### [What you have to do]
Please copy, exactly as they appear below, the lines from the one containing "Query: small green leaf" through the one containing "Expected: one pin per instance of the white flower, each".

### [Available data]
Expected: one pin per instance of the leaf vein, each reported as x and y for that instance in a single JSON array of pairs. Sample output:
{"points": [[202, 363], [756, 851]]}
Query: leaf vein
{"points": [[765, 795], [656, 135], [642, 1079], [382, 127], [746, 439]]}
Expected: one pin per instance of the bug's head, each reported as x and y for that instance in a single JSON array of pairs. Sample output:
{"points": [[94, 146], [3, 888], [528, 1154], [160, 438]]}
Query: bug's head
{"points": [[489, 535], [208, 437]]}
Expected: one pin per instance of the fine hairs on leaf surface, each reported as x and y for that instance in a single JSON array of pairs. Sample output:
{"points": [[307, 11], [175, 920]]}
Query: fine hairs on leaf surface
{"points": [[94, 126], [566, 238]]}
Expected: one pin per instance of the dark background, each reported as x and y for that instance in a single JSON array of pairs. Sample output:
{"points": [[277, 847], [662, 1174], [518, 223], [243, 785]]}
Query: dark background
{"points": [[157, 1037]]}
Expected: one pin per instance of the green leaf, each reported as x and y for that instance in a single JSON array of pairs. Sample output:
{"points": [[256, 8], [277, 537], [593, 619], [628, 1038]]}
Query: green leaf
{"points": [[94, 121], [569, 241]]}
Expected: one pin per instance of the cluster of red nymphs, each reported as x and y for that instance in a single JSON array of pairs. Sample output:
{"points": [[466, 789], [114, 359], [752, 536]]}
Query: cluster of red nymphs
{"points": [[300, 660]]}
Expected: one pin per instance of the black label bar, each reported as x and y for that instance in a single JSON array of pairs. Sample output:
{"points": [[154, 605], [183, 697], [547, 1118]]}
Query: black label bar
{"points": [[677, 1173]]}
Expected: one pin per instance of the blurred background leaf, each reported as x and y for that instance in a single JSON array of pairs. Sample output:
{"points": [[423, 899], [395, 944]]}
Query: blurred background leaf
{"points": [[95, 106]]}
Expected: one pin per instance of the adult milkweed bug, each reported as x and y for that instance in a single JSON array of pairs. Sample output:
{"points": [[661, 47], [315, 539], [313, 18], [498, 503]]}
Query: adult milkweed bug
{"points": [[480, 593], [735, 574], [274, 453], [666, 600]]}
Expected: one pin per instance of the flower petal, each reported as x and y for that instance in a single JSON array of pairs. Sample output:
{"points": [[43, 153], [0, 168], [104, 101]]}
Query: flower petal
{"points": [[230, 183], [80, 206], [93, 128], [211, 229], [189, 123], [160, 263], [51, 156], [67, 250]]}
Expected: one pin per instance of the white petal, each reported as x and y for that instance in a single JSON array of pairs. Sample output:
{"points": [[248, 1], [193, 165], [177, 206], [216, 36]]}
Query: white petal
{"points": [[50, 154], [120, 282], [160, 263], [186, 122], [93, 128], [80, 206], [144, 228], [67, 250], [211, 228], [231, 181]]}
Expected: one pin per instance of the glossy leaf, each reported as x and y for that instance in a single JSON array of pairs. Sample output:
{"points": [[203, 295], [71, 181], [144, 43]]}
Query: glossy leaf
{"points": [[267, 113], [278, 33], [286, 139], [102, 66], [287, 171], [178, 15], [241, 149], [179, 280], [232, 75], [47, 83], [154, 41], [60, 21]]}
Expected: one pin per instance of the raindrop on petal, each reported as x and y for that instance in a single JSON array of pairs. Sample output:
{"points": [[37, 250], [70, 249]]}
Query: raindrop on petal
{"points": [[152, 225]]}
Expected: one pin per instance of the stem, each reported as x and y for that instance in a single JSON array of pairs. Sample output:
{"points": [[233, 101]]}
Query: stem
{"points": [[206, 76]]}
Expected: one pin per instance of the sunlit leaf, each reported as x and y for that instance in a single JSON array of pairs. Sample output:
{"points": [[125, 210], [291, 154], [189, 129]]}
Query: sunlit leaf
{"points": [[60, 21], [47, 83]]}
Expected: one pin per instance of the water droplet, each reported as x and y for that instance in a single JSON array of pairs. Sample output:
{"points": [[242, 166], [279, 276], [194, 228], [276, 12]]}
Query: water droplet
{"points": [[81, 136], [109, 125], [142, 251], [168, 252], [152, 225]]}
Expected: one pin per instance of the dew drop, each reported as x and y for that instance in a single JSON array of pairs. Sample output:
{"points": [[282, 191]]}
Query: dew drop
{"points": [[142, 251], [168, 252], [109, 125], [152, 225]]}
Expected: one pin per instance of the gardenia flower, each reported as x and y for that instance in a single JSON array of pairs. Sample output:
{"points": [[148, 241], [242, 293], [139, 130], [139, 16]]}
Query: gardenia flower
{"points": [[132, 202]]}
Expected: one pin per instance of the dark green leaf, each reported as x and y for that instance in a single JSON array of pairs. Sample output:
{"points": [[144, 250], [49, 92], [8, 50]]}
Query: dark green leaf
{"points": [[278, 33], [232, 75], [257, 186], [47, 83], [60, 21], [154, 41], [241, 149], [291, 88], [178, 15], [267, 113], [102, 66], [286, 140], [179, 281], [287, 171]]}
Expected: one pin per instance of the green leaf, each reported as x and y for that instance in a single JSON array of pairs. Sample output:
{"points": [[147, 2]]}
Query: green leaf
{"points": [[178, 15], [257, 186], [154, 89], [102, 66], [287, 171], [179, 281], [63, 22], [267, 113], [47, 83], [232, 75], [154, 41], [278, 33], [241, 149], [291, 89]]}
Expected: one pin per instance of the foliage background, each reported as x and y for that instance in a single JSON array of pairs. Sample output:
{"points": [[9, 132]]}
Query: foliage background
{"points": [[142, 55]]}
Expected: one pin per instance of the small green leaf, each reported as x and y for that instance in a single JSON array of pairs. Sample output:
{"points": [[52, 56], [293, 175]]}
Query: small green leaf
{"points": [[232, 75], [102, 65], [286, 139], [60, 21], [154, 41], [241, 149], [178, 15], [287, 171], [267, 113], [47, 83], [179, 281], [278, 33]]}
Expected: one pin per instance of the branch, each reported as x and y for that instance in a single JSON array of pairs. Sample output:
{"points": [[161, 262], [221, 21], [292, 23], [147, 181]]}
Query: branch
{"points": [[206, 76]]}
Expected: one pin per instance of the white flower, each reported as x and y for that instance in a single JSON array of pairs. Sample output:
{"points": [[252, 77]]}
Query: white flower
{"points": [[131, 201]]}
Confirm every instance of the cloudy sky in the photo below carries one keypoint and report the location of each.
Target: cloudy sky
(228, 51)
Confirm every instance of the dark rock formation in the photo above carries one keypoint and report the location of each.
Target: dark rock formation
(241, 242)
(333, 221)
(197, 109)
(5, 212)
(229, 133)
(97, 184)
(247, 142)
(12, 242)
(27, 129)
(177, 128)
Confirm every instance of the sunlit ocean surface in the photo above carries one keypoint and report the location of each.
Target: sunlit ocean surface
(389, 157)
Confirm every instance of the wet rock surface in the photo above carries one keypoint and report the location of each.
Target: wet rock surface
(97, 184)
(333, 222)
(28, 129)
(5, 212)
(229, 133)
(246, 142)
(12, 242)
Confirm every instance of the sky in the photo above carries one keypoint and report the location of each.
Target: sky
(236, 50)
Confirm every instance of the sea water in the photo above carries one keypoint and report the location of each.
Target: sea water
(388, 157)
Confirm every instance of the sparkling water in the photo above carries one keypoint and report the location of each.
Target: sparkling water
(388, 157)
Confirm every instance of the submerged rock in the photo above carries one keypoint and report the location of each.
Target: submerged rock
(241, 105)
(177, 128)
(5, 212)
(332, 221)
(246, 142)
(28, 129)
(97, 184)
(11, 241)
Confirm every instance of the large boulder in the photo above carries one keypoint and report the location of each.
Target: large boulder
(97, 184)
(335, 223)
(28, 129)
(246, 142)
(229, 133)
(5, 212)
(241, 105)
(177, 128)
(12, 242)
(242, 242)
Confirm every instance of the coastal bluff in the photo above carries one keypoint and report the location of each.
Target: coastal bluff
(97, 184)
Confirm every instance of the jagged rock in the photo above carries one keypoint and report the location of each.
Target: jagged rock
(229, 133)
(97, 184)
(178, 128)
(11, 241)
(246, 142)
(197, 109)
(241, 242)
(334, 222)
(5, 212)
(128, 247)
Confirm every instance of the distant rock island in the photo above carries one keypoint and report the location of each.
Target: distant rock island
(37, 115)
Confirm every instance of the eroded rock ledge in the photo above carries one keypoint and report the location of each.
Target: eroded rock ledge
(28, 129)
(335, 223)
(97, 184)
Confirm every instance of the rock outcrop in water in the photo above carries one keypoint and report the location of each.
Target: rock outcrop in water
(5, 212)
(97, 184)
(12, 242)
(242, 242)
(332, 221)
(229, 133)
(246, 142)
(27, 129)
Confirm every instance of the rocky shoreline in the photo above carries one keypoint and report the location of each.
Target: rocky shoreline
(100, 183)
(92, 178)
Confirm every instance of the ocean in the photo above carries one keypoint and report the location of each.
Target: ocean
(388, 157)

### [Task solution]
Query: small green leaf
{"points": [[232, 75], [102, 65], [286, 139], [60, 21], [154, 41], [241, 149], [178, 15], [287, 171], [267, 113], [47, 83], [179, 281], [278, 33]]}
Expected: one pin per instance of the branch, each reported as x and y for that instance in a single JSON array of pairs. Sample output:
{"points": [[161, 262], [221, 21], [292, 23], [147, 181]]}
Query: branch
{"points": [[206, 76]]}
Expected: one pin per instance of the white flower, each reported as x and y for that instance in a single JSON array of pairs. Sample output:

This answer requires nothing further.